== Data provided ==
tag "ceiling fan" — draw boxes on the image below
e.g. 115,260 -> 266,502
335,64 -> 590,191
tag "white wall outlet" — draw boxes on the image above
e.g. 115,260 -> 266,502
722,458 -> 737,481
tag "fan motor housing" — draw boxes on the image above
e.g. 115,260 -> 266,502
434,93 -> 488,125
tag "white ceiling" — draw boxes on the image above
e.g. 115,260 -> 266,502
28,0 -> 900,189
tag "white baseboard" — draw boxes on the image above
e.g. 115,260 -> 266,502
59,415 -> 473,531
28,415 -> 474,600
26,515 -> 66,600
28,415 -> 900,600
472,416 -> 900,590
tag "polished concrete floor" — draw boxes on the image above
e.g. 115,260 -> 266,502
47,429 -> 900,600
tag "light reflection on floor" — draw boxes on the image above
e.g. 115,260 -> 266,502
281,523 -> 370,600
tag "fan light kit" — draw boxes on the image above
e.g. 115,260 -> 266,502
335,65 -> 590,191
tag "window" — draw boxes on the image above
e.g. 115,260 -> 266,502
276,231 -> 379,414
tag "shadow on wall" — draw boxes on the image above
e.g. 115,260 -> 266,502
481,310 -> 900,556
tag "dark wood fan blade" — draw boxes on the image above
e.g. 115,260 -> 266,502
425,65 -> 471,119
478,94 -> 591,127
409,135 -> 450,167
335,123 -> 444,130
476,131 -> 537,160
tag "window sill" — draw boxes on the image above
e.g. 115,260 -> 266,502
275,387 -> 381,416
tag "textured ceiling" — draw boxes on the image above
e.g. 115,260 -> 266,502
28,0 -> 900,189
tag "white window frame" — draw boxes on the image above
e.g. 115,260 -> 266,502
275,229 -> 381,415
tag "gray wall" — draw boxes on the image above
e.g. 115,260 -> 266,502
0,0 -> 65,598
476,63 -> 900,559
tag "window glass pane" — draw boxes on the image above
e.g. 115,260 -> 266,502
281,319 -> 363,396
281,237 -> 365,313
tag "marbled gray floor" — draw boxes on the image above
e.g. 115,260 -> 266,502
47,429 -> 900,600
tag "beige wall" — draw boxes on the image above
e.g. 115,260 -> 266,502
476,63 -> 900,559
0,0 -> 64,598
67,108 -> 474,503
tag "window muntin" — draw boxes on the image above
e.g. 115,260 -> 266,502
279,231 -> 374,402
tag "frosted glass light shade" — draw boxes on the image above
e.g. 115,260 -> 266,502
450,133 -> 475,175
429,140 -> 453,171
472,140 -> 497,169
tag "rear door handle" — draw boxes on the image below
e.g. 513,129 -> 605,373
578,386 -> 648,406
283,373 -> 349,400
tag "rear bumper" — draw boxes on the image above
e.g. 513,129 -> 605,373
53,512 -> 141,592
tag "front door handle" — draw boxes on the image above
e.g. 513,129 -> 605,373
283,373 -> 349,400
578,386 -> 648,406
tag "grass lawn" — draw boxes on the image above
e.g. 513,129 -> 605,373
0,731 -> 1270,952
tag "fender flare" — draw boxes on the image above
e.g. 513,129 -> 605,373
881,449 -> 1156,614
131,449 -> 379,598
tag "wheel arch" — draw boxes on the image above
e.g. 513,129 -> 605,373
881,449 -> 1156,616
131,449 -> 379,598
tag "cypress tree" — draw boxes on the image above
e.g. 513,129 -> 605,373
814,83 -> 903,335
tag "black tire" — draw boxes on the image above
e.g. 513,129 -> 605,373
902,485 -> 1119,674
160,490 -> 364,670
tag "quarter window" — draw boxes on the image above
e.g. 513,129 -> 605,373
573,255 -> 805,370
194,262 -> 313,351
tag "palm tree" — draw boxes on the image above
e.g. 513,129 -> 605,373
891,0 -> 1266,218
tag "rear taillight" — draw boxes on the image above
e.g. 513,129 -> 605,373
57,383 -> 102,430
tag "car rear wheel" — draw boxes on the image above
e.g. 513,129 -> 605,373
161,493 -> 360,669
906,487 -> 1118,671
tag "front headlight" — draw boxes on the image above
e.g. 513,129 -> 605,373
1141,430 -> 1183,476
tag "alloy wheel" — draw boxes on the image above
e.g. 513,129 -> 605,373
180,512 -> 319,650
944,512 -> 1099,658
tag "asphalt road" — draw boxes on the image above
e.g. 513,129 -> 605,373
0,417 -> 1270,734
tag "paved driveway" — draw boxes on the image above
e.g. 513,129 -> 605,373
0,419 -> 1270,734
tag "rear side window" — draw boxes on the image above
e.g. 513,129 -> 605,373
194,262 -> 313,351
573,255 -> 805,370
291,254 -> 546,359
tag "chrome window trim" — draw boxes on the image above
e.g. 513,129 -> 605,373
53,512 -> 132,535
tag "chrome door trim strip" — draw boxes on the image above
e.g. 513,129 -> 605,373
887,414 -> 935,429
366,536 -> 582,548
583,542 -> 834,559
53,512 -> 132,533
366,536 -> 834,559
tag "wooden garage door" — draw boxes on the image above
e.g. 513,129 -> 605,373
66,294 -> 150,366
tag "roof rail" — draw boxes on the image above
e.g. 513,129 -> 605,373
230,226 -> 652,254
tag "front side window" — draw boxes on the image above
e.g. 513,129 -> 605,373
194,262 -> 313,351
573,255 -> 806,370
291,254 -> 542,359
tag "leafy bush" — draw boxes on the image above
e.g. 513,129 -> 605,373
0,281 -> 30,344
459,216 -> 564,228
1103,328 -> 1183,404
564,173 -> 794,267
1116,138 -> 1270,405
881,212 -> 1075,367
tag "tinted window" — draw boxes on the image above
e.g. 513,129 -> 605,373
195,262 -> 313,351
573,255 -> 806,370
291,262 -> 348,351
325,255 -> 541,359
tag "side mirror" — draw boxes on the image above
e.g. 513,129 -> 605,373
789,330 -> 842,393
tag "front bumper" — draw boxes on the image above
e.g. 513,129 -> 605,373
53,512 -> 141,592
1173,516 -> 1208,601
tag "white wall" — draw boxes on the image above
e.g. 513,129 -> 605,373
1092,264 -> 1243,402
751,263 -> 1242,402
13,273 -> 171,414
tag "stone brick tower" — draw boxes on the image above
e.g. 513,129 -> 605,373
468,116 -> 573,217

== Problem details ==
All of the lines above must be returned exactly.

== Full answer ==
tag "ceiling fan" — draw boxes on the image below
e.g. 115,260 -> 266,502
335,64 -> 590,191
tag "white wall outlet" — draw boxes on the image above
e.g. 115,260 -> 266,502
722,458 -> 737,481
tag "fan motor housing" — draw boxes on the image above
e.g. 115,260 -> 266,502
434,93 -> 488,125
tag "white ceiling" — draw boxes on the image above
e.g. 115,260 -> 266,502
28,0 -> 900,189
tag "white baseboard" — draw boxes on the image above
e.g. 115,260 -> 266,502
59,415 -> 473,531
28,415 -> 474,600
26,515 -> 66,600
28,415 -> 900,600
472,416 -> 900,590
tag "polished concrete floor" — draw boxes on the image above
e.g. 115,260 -> 266,502
47,429 -> 900,600
tag "light reflection on floor" — draw boxes on the image above
e.g. 115,260 -> 266,502
281,523 -> 370,600
tag "fan light kit" — draw boxes on the image above
e.g. 115,260 -> 266,502
335,65 -> 590,191
tag "window" — draw boxes on the image above
e.g. 115,260 -> 266,502
276,231 -> 379,414
tag "shadow on wall" — draw boxes on the image above
e.g. 115,260 -> 266,502
481,310 -> 900,556
tag "dark wood fan blade" — draw boxes on the image above
e.g. 115,260 -> 266,502
425,65 -> 471,119
478,94 -> 591,127
409,135 -> 450,167
335,123 -> 444,130
476,131 -> 537,160
tag "window sill" — draw boxes on the image above
e.g. 115,260 -> 266,502
275,387 -> 381,416
tag "textured ceiling" — draw boxes on the image above
e.g. 115,260 -> 266,502
28,0 -> 900,189
tag "white window frame" — draw boxes on the image above
e.g. 115,260 -> 266,502
275,229 -> 381,415
tag "gray wall" — draw boxes on the image above
e.g. 115,260 -> 266,502
0,0 -> 65,598
476,63 -> 900,559
tag "window glass pane" — draw boxes on the image above
e.g. 115,260 -> 266,502
281,319 -> 363,396
281,237 -> 365,313
tag "marbled gray floor" — draw boxes on the image above
e.g. 115,260 -> 266,502
47,429 -> 900,600
tag "beige wall" — draw boxes on the image above
e.g. 115,260 -> 266,502
476,63 -> 900,559
0,0 -> 64,598
67,108 -> 474,503
tag "window muntin" — draw boxes on the image above
e.g. 115,260 -> 266,502
279,231 -> 374,402
tag "frosted glass light shade" — draw boxes on the image above
e.g. 115,260 -> 266,502
450,133 -> 475,175
429,140 -> 453,171
472,140 -> 497,169
tag "rear door handle" — draw boxes on the image below
e.g. 513,129 -> 605,373
578,386 -> 648,406
283,373 -> 349,400
tag "rear bumper" — draw boxes on the image above
e.g. 513,129 -> 605,373
53,512 -> 141,592
tag "front door handle" — draw boxes on the image above
e.g. 513,129 -> 605,373
283,373 -> 349,400
578,386 -> 648,406
tag "grass lawn" — draw boxes on the image above
e.g. 513,129 -> 605,373
0,731 -> 1270,952
tag "fender flare" — draw boxes on the image above
e.g. 513,129 -> 605,373
881,449 -> 1156,614
131,449 -> 379,598
tag "wheel arch" — draw boxes on the image above
e.g. 513,129 -> 605,373
881,449 -> 1156,616
131,449 -> 379,598
tag "cypress tree" — draw boxes on the image above
e.g. 513,129 -> 605,373
814,83 -> 903,335
tag "black tire" — draw boxes on the image above
e.g. 513,129 -> 605,373
902,485 -> 1119,674
160,490 -> 364,670
tag "quarter window" — draw boxes on the image above
e.g. 513,129 -> 605,373
573,255 -> 805,370
194,262 -> 313,351
tag "palm tree" — draw boxes on the image above
e.g. 513,129 -> 605,373
891,0 -> 1266,218
tag "rear taillight" — draw boxes on the image above
e.g. 513,129 -> 605,373
57,383 -> 102,430
tag "car rear wheel" — draw boxes on the image above
e.g. 513,129 -> 605,373
161,493 -> 360,669
906,487 -> 1118,671
tag "front headlight" — draw boxes on the image above
e.g. 513,129 -> 605,373
1141,430 -> 1183,476
tag "alloy wheel" — draw boxes on the image above
e.g. 513,129 -> 605,373
180,512 -> 319,650
944,512 -> 1099,658
tag "asphalt road" — draw boxes on the image above
e.g. 513,129 -> 605,373
0,417 -> 1270,734
tag "paved driveway" — draw boxes on the image above
e.g. 513,129 -> 605,373
0,419 -> 1270,734
tag "rear side window" — draw boxes on the image above
e.g. 513,129 -> 605,373
194,262 -> 313,351
573,255 -> 805,370
291,254 -> 546,359
tag "chrome window trim" — draw boxes on the image above
e.g. 513,129 -> 605,373
53,512 -> 132,535
tag "chrome door trim strip" — draw boxes on the image above
e.g. 513,129 -> 605,373
887,414 -> 935,429
366,536 -> 582,548
583,542 -> 834,559
53,512 -> 132,533
366,536 -> 834,559
tag "wooden garage door" — draw boxes on the image above
e.g. 513,129 -> 605,373
66,294 -> 150,366
tag "roof rail" — draw boxes on the image above
e.g. 513,129 -> 605,373
230,226 -> 652,254
tag "front side window" — draw boxes on the image above
e.g. 513,129 -> 605,373
194,262 -> 313,351
573,255 -> 806,370
291,254 -> 542,359
tag "leafy bush" — draw boxes on the image above
e.g. 513,129 -> 605,373
0,281 -> 30,344
459,216 -> 564,228
1103,328 -> 1183,404
564,173 -> 794,267
1116,138 -> 1270,405
881,212 -> 1075,367
tag "tinted window" — draw boxes on the image above
e.g. 513,129 -> 605,373
195,262 -> 313,351
573,255 -> 806,370
291,262 -> 348,351
325,255 -> 541,359
tag "side mirror" — draw boxes on the image above
e.g. 513,129 -> 605,373
789,330 -> 842,393
tag "front bumper" — draw boxes on the image above
e.g. 513,129 -> 605,373
53,512 -> 141,592
1173,516 -> 1208,601
tag "white wall" — draw boxes on the image above
e.g. 513,129 -> 605,373
1092,264 -> 1243,402
751,263 -> 1242,402
13,273 -> 171,414
tag "stone brick tower" — draw boxes on the image above
e.g. 513,129 -> 605,373
468,116 -> 573,217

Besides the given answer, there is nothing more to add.